Felisbela Lopes considera que, em Portugal, a informação “não deixa de ser centralizada a partir de Lisboa”, em torno de redações centrais e de “certas fontes de informação”.
“Acontece o mesmo com a informação internacional, estamos sempre a iluminar determinadas partes do mundo”, disse a professora universitária, lembrando que há locais que não deixam de ser “espirais do silêncio”.
“Temos o dever de olhar para estes cantos, estas periferias, estas espirais do silêncio, que nem sempre estão no topo dos alinhamentos. ‘Ir onde ninguém mais vai’, como diz o Papa”, comentou Felisbela Lopes.
O Estudo sobre a cobertura mediática da Covid-19, coordenado por Felisbela Lopes, mereceu também a análise da convidada da Renascença e da Agência ECCLESIA, na entrevista deste domingo, considerando que o tempo pandémico corresponde a um “período de qualidade ao nível do trabalho jornalístico”.
“Os jornalistas em tempos de pandemia não conseguiram ir a todos os sítios onde gostariam de ir ou onde deveriam estar, mas isso não implica que se faça um balanço negativo da cobertura mediática, pelo contrário”, afirmou
Felisbela Lopes considera que “se as pessoas ficaram confinadas em casa, isso também se deveu, de certo modo, ao trabalho jornalístico”.
“Os jornalistas tiveram um papel importantíssimo, numa literacia, em ser âncora em momentos de grande ansiedade, de grande incerteza”, sublinhou.
“Este assumir, por parte da classe jornalística, que quiseram mesmo ajudar as pessoas, que olharam mesmo para a informação como serviço público, e que sentiram o jornalismo como o exercício de enorme responsabilidade social, a mim, que sou professora de jornalismo, encheu-me de uma enorme satisfação”, afirmou.

+---+

## Ordem de trabalho 1:
Enumere todas as realidades que, segundo o excerto selecionado, Felisbela Lopes afirma que temos o dever de olhar.
## Ordem de trabalho 2:
Transcreva, palavra por palavra, o trecho do excerto selecionado compreendido entre “Felisbela Lopes considera que, em” e “comentou Felisbela Lopes.”, inclusive.

## Dados brutos:
+---+

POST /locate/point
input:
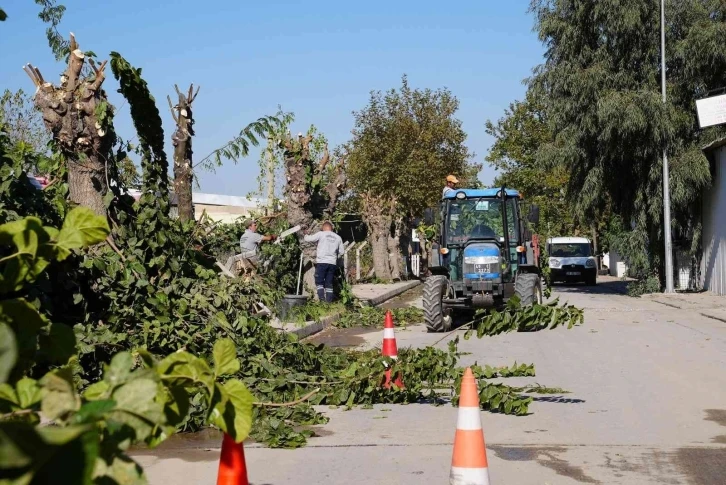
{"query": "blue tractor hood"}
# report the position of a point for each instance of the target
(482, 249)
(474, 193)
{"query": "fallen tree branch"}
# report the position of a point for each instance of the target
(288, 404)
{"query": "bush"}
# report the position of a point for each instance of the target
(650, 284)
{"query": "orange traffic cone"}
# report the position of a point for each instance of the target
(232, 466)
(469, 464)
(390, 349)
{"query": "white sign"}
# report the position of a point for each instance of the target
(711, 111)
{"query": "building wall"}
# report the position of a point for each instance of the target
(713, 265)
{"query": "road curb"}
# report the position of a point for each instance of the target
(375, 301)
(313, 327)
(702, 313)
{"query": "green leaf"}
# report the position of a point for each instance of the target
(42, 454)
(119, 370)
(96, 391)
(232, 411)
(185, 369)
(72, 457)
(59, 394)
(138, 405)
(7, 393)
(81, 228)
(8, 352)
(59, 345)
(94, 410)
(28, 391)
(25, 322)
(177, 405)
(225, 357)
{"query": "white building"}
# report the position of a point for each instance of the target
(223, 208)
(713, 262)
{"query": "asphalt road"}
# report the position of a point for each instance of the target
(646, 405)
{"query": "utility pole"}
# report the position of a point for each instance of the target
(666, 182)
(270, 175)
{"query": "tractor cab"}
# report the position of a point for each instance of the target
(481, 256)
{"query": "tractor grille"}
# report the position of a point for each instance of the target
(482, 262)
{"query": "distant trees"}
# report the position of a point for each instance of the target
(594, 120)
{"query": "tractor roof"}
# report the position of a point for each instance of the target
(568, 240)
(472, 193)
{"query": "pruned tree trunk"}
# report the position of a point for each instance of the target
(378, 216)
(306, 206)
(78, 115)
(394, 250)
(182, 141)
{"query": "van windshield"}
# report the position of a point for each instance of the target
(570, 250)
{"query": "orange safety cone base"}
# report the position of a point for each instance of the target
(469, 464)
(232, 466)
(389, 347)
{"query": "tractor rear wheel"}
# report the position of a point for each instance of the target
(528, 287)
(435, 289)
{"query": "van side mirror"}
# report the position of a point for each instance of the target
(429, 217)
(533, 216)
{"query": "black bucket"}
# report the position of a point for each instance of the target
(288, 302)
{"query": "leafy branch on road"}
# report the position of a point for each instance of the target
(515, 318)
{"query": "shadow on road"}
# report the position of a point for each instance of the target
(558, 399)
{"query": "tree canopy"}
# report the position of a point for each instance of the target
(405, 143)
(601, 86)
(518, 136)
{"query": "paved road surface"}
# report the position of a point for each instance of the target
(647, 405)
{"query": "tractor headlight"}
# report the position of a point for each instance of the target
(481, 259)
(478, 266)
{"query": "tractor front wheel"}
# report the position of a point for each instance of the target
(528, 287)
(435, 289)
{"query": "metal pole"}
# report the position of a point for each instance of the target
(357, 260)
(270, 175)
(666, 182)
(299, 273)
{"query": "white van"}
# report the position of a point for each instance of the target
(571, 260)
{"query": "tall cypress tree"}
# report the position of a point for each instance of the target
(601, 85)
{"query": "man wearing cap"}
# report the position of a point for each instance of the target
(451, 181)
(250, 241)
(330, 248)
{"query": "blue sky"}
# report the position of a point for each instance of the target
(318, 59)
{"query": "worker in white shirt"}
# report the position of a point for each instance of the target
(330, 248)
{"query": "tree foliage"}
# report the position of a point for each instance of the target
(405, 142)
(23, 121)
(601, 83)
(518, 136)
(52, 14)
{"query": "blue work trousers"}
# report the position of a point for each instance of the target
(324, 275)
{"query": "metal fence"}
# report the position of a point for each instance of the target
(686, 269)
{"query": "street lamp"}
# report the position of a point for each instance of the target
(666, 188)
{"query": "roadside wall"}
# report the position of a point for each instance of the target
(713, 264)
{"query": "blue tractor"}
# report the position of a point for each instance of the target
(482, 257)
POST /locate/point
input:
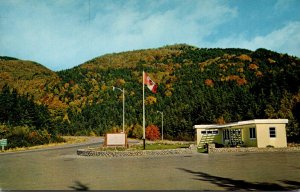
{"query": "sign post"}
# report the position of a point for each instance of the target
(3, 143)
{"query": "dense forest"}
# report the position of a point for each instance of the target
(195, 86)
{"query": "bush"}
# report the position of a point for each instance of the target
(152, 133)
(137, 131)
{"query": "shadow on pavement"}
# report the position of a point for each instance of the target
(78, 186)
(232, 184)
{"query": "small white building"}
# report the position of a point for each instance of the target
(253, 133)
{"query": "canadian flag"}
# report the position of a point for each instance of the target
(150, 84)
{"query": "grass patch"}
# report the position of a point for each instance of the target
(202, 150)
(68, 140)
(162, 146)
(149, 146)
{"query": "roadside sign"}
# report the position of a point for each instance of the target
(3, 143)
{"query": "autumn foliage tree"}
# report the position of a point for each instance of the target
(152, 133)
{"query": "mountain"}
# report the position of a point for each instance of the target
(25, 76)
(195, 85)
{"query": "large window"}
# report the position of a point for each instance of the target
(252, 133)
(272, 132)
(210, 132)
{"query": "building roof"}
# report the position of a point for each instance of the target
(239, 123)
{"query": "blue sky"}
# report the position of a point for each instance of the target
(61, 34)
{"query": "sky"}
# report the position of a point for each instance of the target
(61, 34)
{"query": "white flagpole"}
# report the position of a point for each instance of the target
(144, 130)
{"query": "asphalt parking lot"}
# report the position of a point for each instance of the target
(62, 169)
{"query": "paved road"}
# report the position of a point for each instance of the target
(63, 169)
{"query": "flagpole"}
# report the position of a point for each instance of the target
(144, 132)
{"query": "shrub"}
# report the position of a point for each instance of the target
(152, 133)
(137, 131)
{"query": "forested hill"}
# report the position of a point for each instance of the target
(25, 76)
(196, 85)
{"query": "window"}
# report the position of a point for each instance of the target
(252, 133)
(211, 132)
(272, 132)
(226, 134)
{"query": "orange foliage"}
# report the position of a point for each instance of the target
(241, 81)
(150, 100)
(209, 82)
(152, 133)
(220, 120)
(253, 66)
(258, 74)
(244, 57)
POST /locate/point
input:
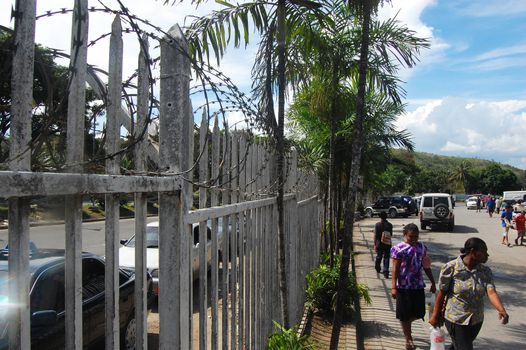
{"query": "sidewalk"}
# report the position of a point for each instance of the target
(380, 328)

+---+

## Resposta à tarefa 1:
estes cantos; estas periferias; estas espirais do silêncio

## Resposta à tarefa 2:
Felisbela Lopes considera que, em Portugal, a informação “não deixa de ser centralizada a partir de Lisboa”, em torno de redações centrais e de “certas fontes de informação”.
“Acontece o mesmo com a informação internacional, estamos sempre a iluminar determinadas partes do mundo”, disse a professora universitária, lembrando que há locais que não deixam de ser “espirais do silêncio”.
“Temos o dever de olhar para estes cantos, estas periferias, estas espirais do silêncio, que nem sempre estão no topo dos alinhamentos. ‘Ir onde ninguém mais vai’, como diz o Papa”, comentou Felisbela Lopes.